[WHAT YOU WILL DO] Once the line containing "Can you see the sunglasses?" is found in the data below, repeat it and every later line exactly, leaving the pictures out.

Dataset excerpts:
• • • •

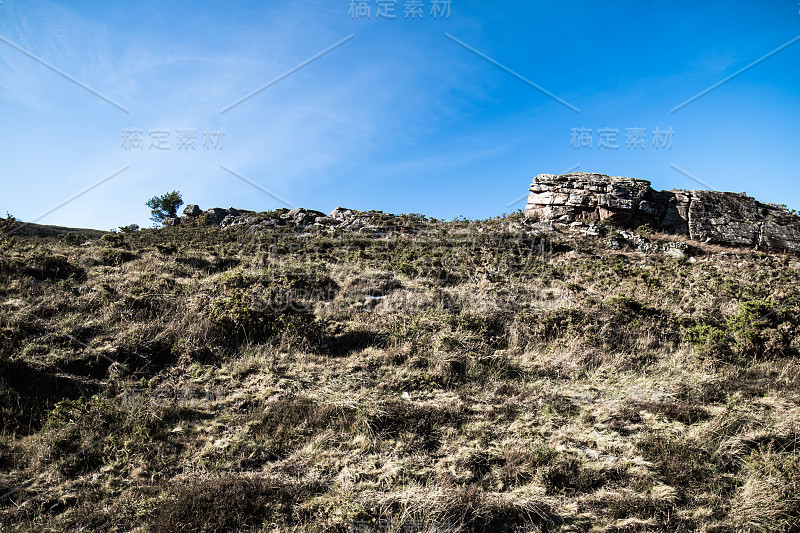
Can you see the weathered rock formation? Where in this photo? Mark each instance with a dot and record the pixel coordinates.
(706, 216)
(375, 222)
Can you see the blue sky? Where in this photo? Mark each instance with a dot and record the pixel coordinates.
(407, 115)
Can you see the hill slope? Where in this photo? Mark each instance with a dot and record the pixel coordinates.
(472, 376)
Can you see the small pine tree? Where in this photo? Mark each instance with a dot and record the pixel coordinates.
(164, 206)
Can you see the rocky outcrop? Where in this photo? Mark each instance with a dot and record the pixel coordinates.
(706, 216)
(340, 219)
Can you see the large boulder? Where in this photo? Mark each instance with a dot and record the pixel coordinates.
(707, 216)
(192, 210)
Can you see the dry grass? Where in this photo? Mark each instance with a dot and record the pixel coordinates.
(464, 378)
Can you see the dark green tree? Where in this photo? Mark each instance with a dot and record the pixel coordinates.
(164, 206)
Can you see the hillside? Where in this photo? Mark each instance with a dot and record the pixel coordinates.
(495, 375)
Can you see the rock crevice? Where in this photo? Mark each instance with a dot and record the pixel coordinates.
(707, 216)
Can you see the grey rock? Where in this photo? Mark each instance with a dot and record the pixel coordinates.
(706, 216)
(192, 210)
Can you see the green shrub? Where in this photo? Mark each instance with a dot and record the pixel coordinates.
(707, 340)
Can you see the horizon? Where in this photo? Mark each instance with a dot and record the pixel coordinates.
(449, 109)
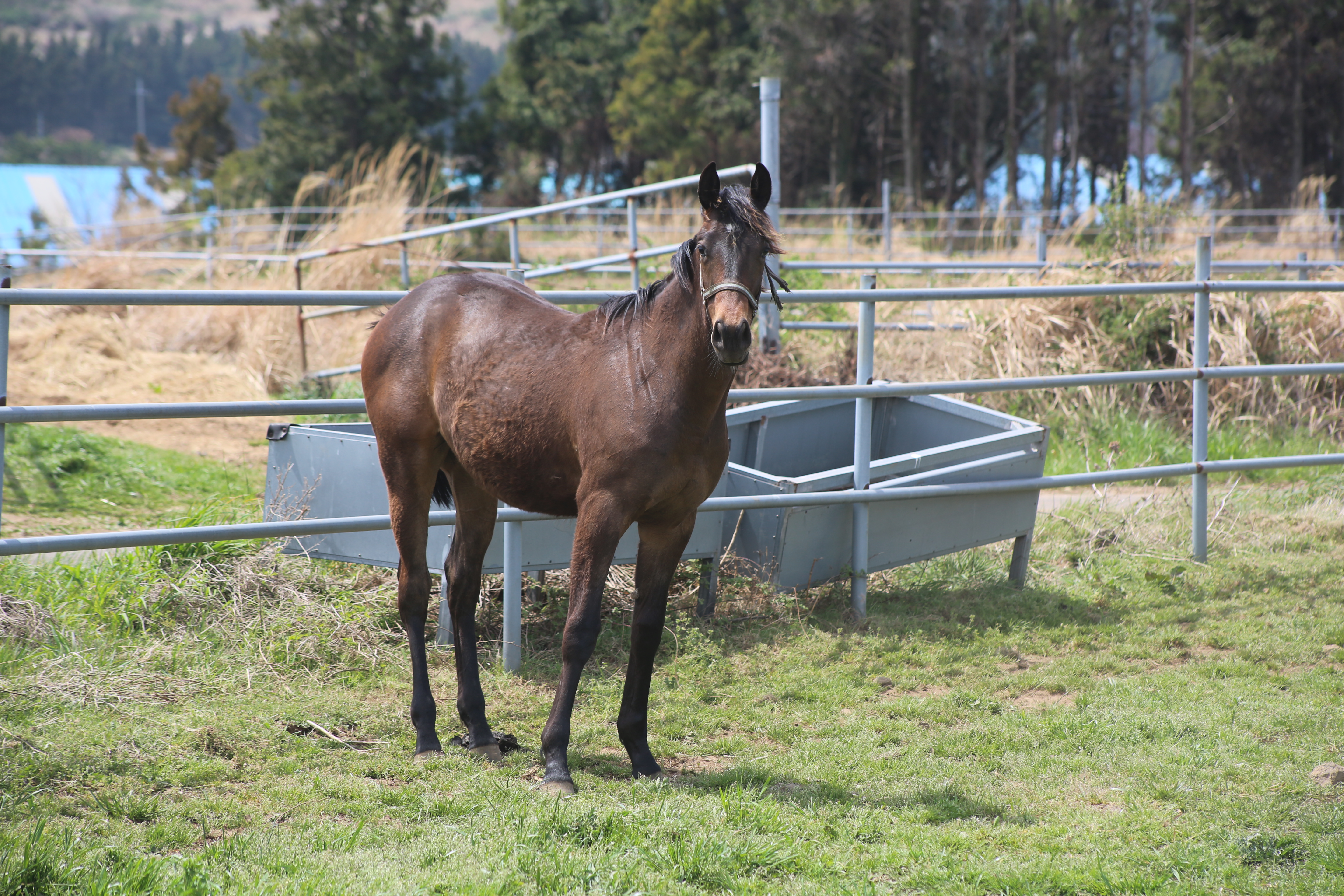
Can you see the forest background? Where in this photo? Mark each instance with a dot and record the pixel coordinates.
(1242, 99)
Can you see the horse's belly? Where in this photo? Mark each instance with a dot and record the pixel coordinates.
(519, 460)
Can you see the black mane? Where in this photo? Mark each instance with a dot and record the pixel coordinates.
(736, 209)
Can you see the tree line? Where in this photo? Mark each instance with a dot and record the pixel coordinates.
(88, 80)
(1241, 99)
(1241, 96)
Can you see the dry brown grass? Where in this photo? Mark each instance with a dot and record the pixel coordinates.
(1082, 336)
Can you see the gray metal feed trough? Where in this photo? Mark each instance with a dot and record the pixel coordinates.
(808, 447)
(331, 471)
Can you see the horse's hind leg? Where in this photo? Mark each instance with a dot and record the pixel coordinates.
(661, 550)
(463, 574)
(599, 530)
(410, 468)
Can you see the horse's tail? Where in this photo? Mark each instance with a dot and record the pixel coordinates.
(443, 492)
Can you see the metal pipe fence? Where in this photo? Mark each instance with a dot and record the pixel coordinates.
(863, 392)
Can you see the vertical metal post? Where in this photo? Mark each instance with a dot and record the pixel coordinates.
(303, 336)
(210, 260)
(1199, 417)
(5, 369)
(513, 647)
(445, 617)
(769, 326)
(862, 452)
(632, 229)
(886, 220)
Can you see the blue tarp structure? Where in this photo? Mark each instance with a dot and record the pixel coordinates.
(89, 191)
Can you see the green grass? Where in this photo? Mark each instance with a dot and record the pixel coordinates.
(61, 479)
(1084, 442)
(1158, 741)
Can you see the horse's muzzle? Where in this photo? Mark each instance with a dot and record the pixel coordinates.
(732, 343)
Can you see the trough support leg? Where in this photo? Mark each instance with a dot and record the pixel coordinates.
(862, 455)
(513, 648)
(444, 637)
(1021, 557)
(709, 588)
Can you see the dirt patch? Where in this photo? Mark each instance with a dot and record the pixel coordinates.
(1025, 663)
(928, 691)
(683, 765)
(1041, 700)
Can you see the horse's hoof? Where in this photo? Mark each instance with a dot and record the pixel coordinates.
(490, 753)
(558, 788)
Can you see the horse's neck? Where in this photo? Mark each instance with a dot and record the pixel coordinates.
(678, 336)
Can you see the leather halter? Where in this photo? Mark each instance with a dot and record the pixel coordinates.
(729, 285)
(753, 298)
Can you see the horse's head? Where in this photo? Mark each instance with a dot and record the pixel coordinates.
(728, 259)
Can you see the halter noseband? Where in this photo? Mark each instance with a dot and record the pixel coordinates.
(732, 285)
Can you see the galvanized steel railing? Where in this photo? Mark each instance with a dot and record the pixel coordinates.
(862, 393)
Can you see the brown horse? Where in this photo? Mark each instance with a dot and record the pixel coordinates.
(479, 386)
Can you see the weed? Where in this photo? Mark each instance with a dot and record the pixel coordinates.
(1269, 850)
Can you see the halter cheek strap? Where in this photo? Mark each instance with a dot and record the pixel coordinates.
(753, 298)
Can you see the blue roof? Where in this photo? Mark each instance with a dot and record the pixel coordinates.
(89, 190)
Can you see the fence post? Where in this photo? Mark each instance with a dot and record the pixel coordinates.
(513, 648)
(303, 336)
(513, 645)
(886, 220)
(862, 452)
(444, 637)
(769, 326)
(5, 369)
(632, 229)
(1199, 414)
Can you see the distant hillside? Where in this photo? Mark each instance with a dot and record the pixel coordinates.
(471, 19)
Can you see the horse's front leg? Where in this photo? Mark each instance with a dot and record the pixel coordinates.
(600, 526)
(661, 550)
(410, 471)
(476, 512)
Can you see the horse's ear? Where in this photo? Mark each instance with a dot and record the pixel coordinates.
(761, 187)
(710, 187)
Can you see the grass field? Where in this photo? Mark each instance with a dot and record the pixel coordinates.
(60, 480)
(1130, 723)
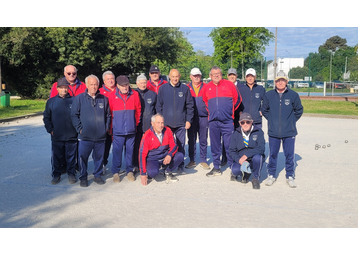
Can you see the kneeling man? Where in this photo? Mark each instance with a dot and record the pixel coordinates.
(247, 149)
(158, 148)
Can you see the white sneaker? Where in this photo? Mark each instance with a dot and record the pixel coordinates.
(270, 180)
(291, 182)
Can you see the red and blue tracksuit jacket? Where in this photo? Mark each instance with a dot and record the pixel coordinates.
(152, 87)
(105, 91)
(126, 112)
(221, 100)
(74, 90)
(151, 149)
(200, 109)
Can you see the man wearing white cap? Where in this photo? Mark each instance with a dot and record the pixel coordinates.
(282, 108)
(200, 123)
(252, 96)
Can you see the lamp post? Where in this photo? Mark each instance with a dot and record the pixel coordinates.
(231, 58)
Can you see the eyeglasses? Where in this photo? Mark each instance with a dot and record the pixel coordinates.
(247, 122)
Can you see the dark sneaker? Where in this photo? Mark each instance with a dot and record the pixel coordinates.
(170, 178)
(245, 178)
(56, 179)
(72, 179)
(233, 178)
(191, 164)
(84, 183)
(214, 172)
(255, 183)
(181, 170)
(98, 180)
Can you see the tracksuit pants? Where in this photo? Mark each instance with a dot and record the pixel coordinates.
(84, 150)
(288, 145)
(180, 133)
(138, 138)
(119, 141)
(256, 163)
(154, 165)
(199, 126)
(218, 130)
(107, 148)
(63, 152)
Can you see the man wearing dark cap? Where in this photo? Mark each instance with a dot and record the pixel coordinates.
(57, 120)
(75, 87)
(91, 117)
(282, 108)
(247, 149)
(126, 114)
(155, 81)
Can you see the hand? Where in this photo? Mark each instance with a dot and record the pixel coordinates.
(242, 159)
(144, 180)
(167, 160)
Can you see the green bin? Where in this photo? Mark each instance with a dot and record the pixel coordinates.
(5, 98)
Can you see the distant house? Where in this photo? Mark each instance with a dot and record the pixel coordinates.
(285, 64)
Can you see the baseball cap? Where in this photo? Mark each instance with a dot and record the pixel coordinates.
(141, 77)
(250, 71)
(154, 69)
(232, 71)
(281, 75)
(245, 116)
(195, 71)
(62, 82)
(122, 80)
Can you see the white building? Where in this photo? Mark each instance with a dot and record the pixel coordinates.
(285, 64)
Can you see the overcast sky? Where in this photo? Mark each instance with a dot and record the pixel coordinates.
(291, 41)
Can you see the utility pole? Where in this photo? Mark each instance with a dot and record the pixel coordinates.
(275, 60)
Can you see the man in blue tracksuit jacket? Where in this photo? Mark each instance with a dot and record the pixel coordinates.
(282, 108)
(247, 146)
(176, 104)
(91, 117)
(57, 120)
(252, 97)
(148, 100)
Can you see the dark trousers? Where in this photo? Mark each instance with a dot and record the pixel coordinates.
(255, 164)
(220, 130)
(199, 127)
(154, 165)
(138, 138)
(180, 133)
(107, 148)
(119, 141)
(63, 152)
(288, 145)
(84, 150)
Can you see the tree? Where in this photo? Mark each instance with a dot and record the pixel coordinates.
(246, 44)
(334, 43)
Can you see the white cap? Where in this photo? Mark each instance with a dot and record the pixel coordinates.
(195, 71)
(250, 71)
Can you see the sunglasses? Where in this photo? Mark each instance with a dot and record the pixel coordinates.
(247, 122)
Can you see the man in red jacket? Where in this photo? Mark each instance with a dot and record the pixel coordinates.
(155, 81)
(158, 148)
(76, 86)
(126, 113)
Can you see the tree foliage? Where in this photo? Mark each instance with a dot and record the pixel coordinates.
(243, 44)
(33, 58)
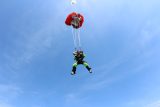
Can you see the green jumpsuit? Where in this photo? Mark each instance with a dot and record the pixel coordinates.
(78, 57)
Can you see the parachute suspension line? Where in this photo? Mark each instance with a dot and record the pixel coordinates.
(76, 38)
(79, 39)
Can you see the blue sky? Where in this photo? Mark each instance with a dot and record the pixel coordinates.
(121, 39)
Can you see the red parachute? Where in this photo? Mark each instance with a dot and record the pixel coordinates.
(74, 19)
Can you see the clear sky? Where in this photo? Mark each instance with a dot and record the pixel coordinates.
(121, 39)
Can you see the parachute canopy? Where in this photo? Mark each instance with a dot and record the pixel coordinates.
(74, 19)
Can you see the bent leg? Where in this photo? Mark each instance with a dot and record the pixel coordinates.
(87, 66)
(74, 68)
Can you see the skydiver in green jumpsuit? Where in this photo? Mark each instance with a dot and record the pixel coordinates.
(78, 57)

• • • •

[RESULT FOR THIS EXERCISE]
Can you see the sunglasses? Where in this photo? Mark each instance with a dot and record the pixel coordinates.
(247, 122)
Can you see the man in red jacket? Where in this photo? Mark each instance with a dot and record the pixel coordinates.
(155, 81)
(158, 148)
(76, 86)
(126, 113)
Can you see the tree foliage? Where in this photo? Mark each instance with a dot and record the pixel coordinates.
(243, 44)
(33, 58)
Can you see the green jumpsuit? Where in this photo? Mark each instance with a dot and record the pixel coordinates.
(78, 57)
Can you see the parachute suspension line? Where in this photo? Mark each instance with a dot and record the pixel coordinates.
(76, 38)
(79, 39)
Can you see the blue sky? Where in this photo? Mark each instance with a dot and record the pixel coordinates.
(121, 39)
Can you see the red parachute? Where in this photo? Mark each instance with a dot and record the pixel coordinates.
(74, 19)
Can you see the clear sky? Where in this photo? Mark each instance with a dot and record the pixel coordinates.
(121, 39)
Can you see the parachute canopy? Where in this photo? Mark each instance with a dot and record the pixel coordinates.
(74, 19)
Can you see the bent leg? Where in this photo? Mark each instance with a dot and record the pixel coordinates.
(87, 66)
(74, 68)
Can you see the skydiver in green jumpsuit? Where in this photo? Mark each instance with a dot and record the pixel coordinates.
(78, 57)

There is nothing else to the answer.